EXTRACT PROVIDED:
»»
Even if we possessed an exhaustive understanding of every physical event, such that no gaps in our knowledge remained, we would still not have explained where the world itself came from. Thinking that scientific advance will remove the need for a meta-cause is like getting two-thirds of the way through Hamlet and thinking that the final third will somehow replace the need for Shakespeare. (30)

If there is a Supernature, its relation to nature should be en­visioned as more like the relation between Narnia and England than the relation between any two locations in our universe. We are dealing with the possibility of a different world altogether, not just a different place in the world. (46)

The existence of a Supernature means reality is larger and grander. Peter Kreeft expresses the contrast in this way: [with] supernaturalism, there are more things in reality than in thought; [with] naturalism, there are more things in thought that in reality. (47)

[What about the multiverse theory?] To posit countless unknown worlds just to explain the one we are in turns Occam’s razor into Occam’s beard. . . . Which is simpler: an infinite number of worlds or an infinite person behind the world? (66–67)

Doing math is less like being an architect who builds from scratch and more like being an archaeologist who excavates what is already there. . . . It is difficult to explain why a finite space-time universe that is in constant flux should produce a mental realm characterized by apparently eternal, necessary truths [e.g., math]. Where did this distinct realm come from? How did the temporal produce the permanent? (77, 78)
««
PROBLEMS AND TASKS:
[A] For the quotations on naturalism and the Supernature above, state whether each statement below agrees with the text. Answer yes or no, and quote the deciding words.
(i) The text holds that scientific advance will remove the need for a meta-cause.
(ii) The text compares the relation of a Supernature to nature with the relation between Narnia and England.
(iii) The text likens doing math to being an architect who builds from scratch.
[B] Using the quotations on naturalism and the Supernature above, answer each question briefly.
(i) Which play appears in the comparison about scientific advance?
(ii) What does positing countless unknown worlds turn Occam's razor into?
(iii) Who is quoted contrasting supernaturalism with naturalism?
[C] Carry the quotations on naturalism and the Supernature above forward, beginning after the question that ends them.

DATA ROWS:
»»
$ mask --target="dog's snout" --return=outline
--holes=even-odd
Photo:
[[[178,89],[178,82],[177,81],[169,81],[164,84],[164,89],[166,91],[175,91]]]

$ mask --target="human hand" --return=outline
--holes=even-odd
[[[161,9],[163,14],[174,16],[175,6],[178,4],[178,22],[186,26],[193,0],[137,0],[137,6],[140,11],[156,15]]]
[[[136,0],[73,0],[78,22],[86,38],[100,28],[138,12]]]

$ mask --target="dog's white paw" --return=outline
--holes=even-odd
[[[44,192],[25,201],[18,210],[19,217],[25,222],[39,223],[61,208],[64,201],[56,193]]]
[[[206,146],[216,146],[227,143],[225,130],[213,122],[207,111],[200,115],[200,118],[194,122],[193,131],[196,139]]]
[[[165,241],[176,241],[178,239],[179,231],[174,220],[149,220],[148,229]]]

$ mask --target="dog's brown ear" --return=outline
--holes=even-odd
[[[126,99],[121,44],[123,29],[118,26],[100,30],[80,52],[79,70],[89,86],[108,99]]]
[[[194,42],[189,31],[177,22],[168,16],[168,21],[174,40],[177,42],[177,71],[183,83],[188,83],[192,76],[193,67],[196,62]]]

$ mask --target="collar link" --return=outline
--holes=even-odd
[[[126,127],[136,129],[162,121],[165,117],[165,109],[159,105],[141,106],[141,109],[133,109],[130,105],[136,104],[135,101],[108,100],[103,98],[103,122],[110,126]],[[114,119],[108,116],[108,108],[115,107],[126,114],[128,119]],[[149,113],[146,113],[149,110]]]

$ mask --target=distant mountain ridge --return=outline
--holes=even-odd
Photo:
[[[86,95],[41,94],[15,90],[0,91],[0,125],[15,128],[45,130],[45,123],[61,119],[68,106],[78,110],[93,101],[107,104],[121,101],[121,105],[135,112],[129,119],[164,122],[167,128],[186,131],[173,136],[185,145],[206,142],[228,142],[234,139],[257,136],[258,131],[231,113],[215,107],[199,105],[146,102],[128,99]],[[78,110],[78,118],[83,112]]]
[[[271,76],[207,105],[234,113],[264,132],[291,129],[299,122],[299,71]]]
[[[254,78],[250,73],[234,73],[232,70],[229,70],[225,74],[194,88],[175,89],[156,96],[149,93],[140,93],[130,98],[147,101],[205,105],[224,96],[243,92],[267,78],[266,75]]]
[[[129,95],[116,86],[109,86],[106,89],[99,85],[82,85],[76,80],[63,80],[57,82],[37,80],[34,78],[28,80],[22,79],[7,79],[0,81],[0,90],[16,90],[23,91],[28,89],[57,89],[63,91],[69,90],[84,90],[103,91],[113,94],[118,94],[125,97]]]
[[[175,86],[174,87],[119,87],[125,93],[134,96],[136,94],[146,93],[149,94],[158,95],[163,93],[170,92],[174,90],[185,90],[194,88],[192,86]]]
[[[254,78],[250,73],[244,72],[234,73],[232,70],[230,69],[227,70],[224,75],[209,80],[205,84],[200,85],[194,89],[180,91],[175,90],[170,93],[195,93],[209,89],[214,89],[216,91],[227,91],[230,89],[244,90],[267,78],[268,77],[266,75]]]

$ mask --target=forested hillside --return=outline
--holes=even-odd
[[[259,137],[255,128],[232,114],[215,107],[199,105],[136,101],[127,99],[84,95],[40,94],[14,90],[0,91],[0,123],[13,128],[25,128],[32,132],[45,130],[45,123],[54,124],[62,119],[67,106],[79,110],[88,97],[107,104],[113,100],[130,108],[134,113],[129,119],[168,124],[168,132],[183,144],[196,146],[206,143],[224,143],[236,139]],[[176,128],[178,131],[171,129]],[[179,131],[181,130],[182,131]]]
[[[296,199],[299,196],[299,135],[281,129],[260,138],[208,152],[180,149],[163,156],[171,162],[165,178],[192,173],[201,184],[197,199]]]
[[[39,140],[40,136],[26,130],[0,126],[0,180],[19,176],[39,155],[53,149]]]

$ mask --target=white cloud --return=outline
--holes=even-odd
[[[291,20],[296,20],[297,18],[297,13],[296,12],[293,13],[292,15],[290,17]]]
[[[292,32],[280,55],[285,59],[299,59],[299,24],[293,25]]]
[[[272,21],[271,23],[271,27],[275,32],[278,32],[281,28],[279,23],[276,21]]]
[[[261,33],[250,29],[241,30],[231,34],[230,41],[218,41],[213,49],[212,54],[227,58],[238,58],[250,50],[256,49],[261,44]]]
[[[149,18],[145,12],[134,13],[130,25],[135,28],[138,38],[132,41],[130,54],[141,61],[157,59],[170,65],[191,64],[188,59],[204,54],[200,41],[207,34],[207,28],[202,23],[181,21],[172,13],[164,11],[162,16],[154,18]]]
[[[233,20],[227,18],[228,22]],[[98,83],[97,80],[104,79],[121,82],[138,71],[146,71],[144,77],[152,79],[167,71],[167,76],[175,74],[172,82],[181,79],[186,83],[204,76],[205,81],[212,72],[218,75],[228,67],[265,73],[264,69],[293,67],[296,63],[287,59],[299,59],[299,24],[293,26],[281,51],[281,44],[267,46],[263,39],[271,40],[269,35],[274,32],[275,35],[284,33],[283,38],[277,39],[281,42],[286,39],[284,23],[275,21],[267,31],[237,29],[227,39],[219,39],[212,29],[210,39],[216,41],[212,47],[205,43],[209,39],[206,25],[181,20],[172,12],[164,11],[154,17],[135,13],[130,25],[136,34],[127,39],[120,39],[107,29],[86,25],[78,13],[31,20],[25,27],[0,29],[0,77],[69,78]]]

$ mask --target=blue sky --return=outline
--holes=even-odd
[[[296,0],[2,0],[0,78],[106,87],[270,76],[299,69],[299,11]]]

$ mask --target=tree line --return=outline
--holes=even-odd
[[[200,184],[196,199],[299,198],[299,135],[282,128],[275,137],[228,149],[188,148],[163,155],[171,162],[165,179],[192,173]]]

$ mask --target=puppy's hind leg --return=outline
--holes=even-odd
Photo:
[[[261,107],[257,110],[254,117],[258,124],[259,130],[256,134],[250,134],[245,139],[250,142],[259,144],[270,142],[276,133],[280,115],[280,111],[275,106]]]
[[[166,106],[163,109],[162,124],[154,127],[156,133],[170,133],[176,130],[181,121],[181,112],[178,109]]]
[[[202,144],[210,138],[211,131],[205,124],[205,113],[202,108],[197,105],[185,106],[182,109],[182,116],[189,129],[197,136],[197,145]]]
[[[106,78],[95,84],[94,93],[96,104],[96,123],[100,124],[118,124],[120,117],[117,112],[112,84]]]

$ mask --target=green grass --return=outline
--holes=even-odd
««
OUTPUTS IN ORDER:
[A]
(i) No: "Thinking that scientific advance will remove the need for a meta-cause is like getting two-thirds of the way through Hamlet and thinking that the final third will somehow replace the need for Shakespeare."
(ii) Yes: "more like the relation between Narnia and England"
(iii) No: "Doing math is less like being an architect who builds from scratch and more like being an archaeologist who excavates what is already there."

[B]
(i) Hamlet
(ii) Occam's beard
(iii) Peter Kreeft

[C]
[When it comes to music], are our brains tricked by the evolutionary process into enjoying something that has no intrinsic reproductive value? . . . [This] feels inauthentic to the experience of music. It is difficult to enjoy music while realizing, My brain is tricking me into the experience of transcendence as a result of the happenstance of evolutionary history. I enjoy this simply because it intersects with factors that helped animals survive. It seems implausible that such richness of experience could emerge from such poverty of causation—almost like a story that is greater than the world in which it is written. (93)

We can make the contrast between a theistic and a naturalistic account of music as stark as possible by describing them in metaphor. [In] a naturalistic worldview, music is like an opiate for a dying man. It is pleasant in such a way as distracts us from reality. Music is pleasant and beautiful, but reality is ultimately chaotic and dark. Thus, we like music to the degree that it pulls us away from what things are really like. [In] a theistic view, by contrast, music is like a window to an imprisoned man. It is pleasant insofar as it is a portal into ultimate reality. It is a little glimmer that there might be more out there. It is one avenue by which transcendence and ultimacy reach down to us, however drab our prison cell may be. (101)

Theism allows us to live within our humanity more comfortably. We need not distrust our deepest intuitions—our intuitions of love, of reason, of beauty. We can relax into them. The fundamental feeling that this world—and our place within it—means something is not deceiving us. We are not “accidental collocations of atoms,” as Bertrand Russell put it—we are characters in the middle of the greatest story ever told. We are not rolling a boulder up a hill with Sisyphus—we are progressing dramatically toward the final chapter. (110–11)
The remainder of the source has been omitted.